D’aucuns disent que vous saviez que Fada allait quitter le pds, ce qui a précipité votre départ. Que répondez-vous ?
Oui, je savais que Fada n’avait plus sa place dans le Pds. Fada a dit publiquement qu’il avait plusieurs possibilités, à savoir rester au Pds, créer son parti ou rejoindre l’Apr. Il estime qu’il ne peut pas aller à l’Apr et qu’il est exclu du Pds, mais il lui reste de créer un parti. J’estime qu’il avait une quatrième possibilité, notamment trouver un consensus avec un autre parti. J’ai d’excellents rapports avec lui ainsi que Oumar Sarr qui est un grand-frère.
Pourquoi avez vous préféré rejoindre l’Apr?
Je me disais que le réceptacle politique que je dois avoir, le parti de Macky Sall n’était pas loin. J’ai de bons rapports avec le Président et les responsables de l’Apr à Kaffrine. Donc, j’ai pensé que je pouvais assumer ma carrière politique à l’Apr. Mais qu’on comprenne que ce qui m’a fait quitter le Pds, je ne l’accepterai pas à l’Apr. Je n’aurais pas une majorité opprimée. J’ai d’ailleurs perdu beaucoup de temps dans le Pds. J’ai eu un meilleur accueil à l’Apr.
Donc, Modou Diagne Fada n’a pas pris la bonne voie…
Fada a décidé de prendre une autre trajectoire différente de la mienne en allant créer un parti. Je pense que ce n’est pas le bon chemin. Il y a beaucoup de partis politiques au Sénégal, il faut que les gens qui convergent vers les mêmes idées se retrouvent ensemble. Pour moi la création d’un parti ne fait que rendre flou le jeu politique. Si on veut se battre en politique, je pense qu’on peut le faire au sein d’un autre parti. Si Fada m’avait écouté, il n’aurait pas créé un parti. Il y a des partis proches du libéralisme, du wadisme avec lesquelles des affinités pouvaient être créées et renforcées.
Vous avez préféré transhumer que de créer un parti ?
Non, je ne parle pas de transhumance, qui est un mot galvaudé au Sénégal. En tout cas, moi, je n’ai pas migré, parce que je n’étais pas au coeur du système, mais aux alentours. Le mot transhumance ne me colle pas. Le jeu de la démocratie, c’est quitter un parti pour rejoindre un autre. Sinon, il n’y aurait jamais une alternance. Je me considère comme quelqu’un qui a changé de parti, mais pas un transhumant.
Vous êtes connu pour être un grand «wadiste» et défenseur de karim Wade. n’êtes-vous pas mal à l’aise à l’apr ?
Je me bats pour des principes. Je continue de croire que la traque des biens mal acquis est une erreur. Personne ne peut être contre la reddition des comptes. Mais nous avons des instruments pour contrôler la gestion de tout Sénégalais. On n’a pas besoin d’une cour spéciale. Une cour spéciale qui n’a pas sa place dans une démocratie moderne. La Cour des comptes et l’Inspection générale d’Etat (Ige) doivent servir à cela. Mon point de vue ne change pas.
Quels sont vos rapports avec le président Wade ?
Je n’ai pas des rapports particuliers avec lui. Nous avons que des relations de responsable et de militant. Je partais le voir pour discuter de la politique.

[Enregistrements de données]

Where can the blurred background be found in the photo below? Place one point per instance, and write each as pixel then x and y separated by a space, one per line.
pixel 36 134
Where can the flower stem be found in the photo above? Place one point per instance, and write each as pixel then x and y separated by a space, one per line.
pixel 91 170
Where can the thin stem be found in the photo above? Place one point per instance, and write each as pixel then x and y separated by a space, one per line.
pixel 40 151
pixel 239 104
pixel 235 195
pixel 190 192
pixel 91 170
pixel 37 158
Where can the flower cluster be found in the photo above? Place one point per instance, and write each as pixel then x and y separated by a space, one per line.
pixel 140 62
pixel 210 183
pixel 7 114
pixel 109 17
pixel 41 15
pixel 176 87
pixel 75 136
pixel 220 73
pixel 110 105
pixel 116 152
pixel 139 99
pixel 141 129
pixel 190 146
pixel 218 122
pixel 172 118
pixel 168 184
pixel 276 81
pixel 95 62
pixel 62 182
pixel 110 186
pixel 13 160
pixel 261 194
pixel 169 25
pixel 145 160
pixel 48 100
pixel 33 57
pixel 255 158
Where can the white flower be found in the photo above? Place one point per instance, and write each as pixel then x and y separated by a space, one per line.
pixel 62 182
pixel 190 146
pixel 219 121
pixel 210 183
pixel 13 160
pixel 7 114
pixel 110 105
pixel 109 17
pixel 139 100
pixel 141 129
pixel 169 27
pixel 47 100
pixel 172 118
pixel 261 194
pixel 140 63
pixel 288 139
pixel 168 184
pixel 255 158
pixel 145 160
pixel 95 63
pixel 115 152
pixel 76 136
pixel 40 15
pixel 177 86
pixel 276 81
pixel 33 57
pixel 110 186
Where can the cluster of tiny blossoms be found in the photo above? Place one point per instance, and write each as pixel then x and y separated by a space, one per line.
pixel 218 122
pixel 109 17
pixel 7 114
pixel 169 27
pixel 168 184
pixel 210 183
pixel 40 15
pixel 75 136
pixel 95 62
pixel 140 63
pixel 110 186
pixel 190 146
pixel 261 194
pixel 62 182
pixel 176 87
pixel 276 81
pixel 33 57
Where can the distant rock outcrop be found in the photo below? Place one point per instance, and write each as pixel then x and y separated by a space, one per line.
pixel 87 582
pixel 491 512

---

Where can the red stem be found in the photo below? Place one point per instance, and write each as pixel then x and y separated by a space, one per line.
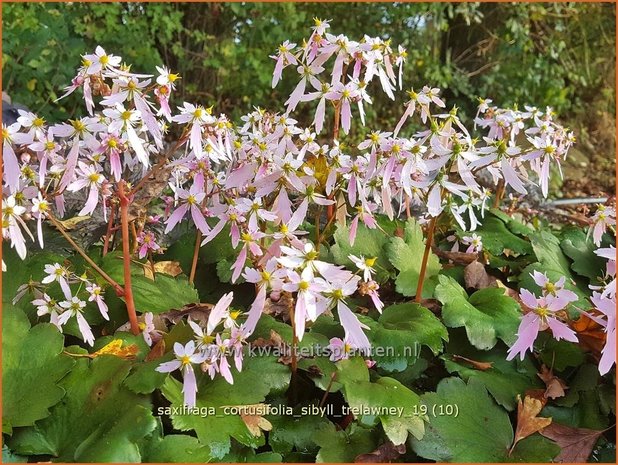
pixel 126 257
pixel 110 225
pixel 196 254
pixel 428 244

---

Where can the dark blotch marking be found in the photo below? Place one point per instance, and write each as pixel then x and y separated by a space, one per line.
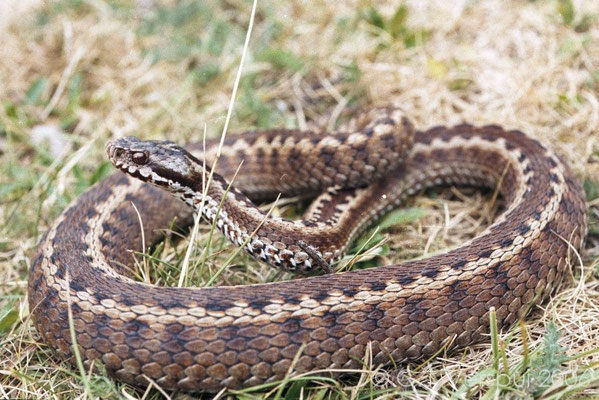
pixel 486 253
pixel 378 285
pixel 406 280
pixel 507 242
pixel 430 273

- [Travail à réaliser]
Transcrivez tel quel le passage de l'extrait de l'entretien qui commence par les mots « Je n’ai pas des » et s'achève sur les mots « de la politique. ». Servez-vous uniquement de l'extrait de l'entretien.

- [Résultat attendu]
Je n’ai pas des rapports particuliers avec lui. Nous avons que des relations de responsable et de militant. Je partais le voir pour discuter de la politique.